▶ Required action:
Which lines run from the one containing "Target: white pitch line" to the end of the entries below? Reproduce them exactly, both ends included.

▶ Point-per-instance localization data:
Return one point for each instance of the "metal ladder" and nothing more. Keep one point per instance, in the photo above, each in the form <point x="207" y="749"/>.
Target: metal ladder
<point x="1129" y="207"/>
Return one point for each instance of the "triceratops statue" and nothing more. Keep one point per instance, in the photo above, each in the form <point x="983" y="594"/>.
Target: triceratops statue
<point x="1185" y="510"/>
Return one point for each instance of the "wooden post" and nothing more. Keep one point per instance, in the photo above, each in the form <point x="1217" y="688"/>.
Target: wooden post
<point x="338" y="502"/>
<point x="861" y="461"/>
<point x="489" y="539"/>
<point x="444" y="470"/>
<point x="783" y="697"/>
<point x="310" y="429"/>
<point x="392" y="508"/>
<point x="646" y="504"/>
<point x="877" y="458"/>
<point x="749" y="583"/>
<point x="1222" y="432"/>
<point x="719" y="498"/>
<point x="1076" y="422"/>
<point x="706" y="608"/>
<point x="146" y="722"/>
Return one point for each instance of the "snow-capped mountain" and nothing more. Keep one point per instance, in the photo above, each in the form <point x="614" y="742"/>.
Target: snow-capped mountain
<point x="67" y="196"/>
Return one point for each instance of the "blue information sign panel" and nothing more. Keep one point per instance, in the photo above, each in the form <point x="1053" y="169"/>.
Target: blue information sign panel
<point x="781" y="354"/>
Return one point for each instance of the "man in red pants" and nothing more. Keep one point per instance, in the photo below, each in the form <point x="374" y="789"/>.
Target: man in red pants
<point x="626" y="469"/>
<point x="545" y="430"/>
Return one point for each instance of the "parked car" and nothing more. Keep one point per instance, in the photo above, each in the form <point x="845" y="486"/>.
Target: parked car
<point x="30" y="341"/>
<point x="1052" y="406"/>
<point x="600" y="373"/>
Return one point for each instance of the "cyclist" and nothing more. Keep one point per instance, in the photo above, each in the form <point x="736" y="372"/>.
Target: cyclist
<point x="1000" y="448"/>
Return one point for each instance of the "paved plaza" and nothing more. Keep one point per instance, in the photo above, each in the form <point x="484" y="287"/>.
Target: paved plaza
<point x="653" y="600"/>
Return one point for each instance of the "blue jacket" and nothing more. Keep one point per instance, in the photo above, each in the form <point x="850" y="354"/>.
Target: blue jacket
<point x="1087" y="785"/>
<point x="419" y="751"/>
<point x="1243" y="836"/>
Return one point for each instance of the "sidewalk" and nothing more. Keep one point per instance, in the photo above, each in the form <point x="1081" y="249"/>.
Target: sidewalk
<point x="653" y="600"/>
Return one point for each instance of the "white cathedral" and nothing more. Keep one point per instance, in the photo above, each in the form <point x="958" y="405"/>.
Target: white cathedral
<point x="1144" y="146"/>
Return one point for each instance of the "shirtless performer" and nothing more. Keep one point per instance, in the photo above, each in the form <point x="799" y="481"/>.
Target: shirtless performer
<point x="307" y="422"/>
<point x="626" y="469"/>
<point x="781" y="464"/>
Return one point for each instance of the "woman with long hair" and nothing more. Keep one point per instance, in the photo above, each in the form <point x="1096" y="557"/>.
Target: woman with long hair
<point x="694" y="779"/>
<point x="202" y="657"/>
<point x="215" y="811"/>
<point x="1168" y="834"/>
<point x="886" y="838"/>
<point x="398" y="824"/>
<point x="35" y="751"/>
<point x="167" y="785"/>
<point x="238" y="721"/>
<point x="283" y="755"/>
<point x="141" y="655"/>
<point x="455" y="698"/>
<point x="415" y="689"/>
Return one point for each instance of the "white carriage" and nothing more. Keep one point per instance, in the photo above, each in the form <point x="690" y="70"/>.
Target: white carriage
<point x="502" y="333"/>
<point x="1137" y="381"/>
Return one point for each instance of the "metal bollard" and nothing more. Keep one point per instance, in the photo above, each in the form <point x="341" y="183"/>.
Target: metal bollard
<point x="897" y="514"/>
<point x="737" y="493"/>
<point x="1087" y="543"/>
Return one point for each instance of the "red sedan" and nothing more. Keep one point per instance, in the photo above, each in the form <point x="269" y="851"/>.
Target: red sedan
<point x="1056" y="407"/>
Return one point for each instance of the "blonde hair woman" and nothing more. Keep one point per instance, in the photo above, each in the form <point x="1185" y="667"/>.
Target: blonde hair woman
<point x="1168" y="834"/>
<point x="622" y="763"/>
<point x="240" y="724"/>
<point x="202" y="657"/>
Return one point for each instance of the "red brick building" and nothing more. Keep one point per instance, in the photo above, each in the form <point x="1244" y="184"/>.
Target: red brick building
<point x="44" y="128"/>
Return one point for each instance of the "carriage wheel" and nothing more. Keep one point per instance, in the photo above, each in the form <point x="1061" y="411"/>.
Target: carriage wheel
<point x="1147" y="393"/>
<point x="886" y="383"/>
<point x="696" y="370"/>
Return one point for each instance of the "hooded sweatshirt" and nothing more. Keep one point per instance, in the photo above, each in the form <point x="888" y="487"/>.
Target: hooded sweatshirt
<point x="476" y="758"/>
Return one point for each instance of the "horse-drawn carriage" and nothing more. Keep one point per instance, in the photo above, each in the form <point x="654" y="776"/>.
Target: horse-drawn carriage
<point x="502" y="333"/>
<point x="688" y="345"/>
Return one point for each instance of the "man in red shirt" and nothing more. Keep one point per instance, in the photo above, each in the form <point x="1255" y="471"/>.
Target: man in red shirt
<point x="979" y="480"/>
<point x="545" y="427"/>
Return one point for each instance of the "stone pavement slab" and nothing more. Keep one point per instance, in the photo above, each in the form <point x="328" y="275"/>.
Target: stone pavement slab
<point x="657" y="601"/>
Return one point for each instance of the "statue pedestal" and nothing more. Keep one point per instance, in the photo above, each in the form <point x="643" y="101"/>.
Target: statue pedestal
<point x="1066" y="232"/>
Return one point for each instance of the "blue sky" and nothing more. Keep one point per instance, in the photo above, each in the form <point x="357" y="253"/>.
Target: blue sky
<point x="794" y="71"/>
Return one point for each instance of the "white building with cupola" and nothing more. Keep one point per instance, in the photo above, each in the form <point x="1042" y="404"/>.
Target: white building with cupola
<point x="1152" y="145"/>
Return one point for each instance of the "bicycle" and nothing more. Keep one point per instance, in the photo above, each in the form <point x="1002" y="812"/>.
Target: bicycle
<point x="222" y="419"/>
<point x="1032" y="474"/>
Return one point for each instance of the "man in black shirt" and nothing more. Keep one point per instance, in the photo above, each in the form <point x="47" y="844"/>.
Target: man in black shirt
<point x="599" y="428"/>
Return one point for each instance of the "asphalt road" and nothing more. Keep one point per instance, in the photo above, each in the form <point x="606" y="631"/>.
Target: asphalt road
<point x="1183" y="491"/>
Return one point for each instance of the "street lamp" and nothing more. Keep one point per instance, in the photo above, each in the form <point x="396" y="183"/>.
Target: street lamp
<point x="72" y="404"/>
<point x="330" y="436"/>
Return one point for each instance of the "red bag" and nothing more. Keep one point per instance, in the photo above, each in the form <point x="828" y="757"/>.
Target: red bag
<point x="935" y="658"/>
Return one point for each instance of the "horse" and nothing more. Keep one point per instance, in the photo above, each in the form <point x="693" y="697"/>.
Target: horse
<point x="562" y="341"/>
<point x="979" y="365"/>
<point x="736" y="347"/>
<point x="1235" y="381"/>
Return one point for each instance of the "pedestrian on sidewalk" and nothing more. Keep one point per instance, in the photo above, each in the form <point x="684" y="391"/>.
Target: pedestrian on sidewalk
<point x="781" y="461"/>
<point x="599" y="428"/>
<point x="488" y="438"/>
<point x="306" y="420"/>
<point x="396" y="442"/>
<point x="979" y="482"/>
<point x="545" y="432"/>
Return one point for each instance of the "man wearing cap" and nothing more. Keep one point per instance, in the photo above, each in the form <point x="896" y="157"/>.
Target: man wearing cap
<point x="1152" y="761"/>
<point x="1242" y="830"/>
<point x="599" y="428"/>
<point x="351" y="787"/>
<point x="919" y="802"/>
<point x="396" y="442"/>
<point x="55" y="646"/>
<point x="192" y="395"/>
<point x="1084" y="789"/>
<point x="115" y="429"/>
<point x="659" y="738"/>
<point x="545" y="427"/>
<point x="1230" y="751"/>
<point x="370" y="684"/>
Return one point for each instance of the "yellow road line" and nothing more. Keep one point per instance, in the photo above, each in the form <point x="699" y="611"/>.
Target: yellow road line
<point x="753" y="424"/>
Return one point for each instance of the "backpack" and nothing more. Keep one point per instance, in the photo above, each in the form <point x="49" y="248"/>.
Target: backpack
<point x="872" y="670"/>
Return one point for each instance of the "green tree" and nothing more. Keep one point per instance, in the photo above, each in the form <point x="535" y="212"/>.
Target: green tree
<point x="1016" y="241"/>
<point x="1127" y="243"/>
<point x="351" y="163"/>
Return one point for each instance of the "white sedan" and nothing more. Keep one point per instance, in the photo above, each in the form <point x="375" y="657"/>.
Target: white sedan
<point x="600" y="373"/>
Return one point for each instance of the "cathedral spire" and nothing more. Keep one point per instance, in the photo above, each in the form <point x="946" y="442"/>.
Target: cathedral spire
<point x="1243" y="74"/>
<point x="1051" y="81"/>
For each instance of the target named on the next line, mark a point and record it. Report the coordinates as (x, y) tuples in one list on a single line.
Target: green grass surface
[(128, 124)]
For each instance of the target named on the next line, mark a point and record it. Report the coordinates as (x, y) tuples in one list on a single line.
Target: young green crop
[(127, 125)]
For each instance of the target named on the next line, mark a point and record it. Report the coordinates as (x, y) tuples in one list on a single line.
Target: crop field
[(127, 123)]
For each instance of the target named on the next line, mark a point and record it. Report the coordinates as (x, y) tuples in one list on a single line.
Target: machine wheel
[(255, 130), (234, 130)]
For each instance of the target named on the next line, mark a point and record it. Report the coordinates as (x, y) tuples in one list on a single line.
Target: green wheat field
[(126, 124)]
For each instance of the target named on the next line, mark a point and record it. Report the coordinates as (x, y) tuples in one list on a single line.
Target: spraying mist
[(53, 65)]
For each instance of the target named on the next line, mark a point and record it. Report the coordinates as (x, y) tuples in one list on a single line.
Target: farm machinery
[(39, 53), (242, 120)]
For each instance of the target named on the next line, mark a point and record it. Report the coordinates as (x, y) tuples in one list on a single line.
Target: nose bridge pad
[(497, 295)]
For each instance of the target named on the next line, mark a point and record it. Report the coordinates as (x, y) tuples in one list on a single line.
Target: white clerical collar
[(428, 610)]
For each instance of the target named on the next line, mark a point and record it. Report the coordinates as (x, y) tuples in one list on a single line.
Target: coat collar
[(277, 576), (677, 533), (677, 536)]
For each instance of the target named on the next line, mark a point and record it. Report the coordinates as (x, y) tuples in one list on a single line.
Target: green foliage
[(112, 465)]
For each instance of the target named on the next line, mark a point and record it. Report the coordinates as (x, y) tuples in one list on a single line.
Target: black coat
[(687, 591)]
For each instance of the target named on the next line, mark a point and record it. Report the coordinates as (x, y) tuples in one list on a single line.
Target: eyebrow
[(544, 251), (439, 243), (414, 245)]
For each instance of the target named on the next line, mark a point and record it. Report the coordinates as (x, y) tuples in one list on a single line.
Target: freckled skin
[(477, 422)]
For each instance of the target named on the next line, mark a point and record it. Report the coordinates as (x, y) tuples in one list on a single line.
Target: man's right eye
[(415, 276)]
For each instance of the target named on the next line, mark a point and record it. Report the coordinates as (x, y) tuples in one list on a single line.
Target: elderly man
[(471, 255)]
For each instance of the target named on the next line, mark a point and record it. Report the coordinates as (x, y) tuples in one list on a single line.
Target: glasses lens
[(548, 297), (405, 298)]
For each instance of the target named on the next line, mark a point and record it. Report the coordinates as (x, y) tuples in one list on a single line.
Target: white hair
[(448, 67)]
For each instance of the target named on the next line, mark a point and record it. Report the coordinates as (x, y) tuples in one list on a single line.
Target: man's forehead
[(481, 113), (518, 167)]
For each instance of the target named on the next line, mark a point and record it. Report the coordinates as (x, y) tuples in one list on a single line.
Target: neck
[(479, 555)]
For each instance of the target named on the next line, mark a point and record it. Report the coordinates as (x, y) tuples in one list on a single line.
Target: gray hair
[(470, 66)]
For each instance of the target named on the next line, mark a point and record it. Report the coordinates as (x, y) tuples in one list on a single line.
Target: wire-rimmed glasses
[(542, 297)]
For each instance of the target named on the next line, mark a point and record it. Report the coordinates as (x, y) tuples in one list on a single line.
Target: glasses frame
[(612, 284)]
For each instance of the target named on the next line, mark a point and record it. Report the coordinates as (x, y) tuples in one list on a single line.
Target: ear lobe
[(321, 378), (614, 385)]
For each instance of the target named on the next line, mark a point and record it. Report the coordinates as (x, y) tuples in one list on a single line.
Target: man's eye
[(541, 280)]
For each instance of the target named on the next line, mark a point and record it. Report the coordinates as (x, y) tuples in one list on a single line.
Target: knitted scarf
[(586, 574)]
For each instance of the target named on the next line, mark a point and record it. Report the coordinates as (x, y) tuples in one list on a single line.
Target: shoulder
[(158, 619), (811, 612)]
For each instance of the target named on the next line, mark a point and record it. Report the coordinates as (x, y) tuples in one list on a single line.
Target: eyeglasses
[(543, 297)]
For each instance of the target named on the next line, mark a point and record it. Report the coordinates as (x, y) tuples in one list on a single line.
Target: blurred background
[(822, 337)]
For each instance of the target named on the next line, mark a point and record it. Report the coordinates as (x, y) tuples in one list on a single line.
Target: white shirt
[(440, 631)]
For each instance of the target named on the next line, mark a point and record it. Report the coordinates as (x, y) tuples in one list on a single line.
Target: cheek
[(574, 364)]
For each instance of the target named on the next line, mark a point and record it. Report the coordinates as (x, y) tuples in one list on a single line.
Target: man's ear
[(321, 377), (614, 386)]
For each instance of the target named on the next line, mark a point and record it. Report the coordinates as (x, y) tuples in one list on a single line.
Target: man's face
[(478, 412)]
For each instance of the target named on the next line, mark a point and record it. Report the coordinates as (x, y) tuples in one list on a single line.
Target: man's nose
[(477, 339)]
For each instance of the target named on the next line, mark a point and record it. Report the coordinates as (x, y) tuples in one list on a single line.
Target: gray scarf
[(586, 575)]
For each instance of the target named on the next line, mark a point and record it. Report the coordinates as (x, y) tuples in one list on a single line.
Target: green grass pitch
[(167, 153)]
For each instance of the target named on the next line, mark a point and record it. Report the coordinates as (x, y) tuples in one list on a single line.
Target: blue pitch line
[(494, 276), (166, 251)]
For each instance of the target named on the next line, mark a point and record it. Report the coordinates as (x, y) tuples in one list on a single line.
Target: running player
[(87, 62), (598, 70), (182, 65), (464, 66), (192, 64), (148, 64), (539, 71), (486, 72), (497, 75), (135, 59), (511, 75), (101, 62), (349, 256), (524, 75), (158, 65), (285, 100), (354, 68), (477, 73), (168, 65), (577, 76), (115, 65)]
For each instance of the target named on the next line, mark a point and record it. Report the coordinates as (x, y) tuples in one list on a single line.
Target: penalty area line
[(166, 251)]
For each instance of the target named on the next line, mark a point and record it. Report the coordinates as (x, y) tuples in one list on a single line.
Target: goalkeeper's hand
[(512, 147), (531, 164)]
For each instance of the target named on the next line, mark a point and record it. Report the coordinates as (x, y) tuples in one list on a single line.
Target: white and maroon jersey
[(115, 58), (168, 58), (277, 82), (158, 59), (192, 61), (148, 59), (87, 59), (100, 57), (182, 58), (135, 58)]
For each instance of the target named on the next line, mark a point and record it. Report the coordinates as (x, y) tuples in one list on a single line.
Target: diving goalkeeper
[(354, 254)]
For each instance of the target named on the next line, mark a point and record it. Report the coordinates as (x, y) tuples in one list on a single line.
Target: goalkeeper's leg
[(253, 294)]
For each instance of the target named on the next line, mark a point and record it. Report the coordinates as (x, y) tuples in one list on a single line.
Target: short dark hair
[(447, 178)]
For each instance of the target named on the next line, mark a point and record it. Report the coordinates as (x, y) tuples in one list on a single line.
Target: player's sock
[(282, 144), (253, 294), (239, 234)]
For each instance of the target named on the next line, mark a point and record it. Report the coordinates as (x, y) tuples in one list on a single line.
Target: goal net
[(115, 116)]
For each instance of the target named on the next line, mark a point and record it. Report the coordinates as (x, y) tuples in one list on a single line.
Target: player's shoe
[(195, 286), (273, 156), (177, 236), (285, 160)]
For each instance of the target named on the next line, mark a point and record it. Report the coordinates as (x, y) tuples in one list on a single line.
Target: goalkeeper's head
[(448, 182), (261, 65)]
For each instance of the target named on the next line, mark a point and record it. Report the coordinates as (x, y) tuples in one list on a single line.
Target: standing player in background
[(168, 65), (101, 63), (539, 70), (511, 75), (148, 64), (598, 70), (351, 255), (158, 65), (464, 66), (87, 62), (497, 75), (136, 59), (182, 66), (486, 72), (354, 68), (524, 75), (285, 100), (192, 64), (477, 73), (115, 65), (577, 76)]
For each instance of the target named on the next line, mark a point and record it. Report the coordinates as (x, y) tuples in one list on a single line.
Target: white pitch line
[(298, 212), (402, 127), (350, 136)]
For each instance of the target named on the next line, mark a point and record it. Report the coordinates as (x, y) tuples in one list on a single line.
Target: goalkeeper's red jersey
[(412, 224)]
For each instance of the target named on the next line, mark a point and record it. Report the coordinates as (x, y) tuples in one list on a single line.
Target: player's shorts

▶ Task response:
Target: white pitch line
[(298, 212), (402, 127), (350, 136)]
For each instance of the target named on the next line, mark a point and record it. Report the coordinates as (x, y) tuples in one list on a single line.
Target: goalkeeper's red jersey
[(412, 224)]
For each instance of the target named on the next line, mark a point and record it. Report the coordinates as (x, y) tuples in one list on a single line.
Target: player's shorts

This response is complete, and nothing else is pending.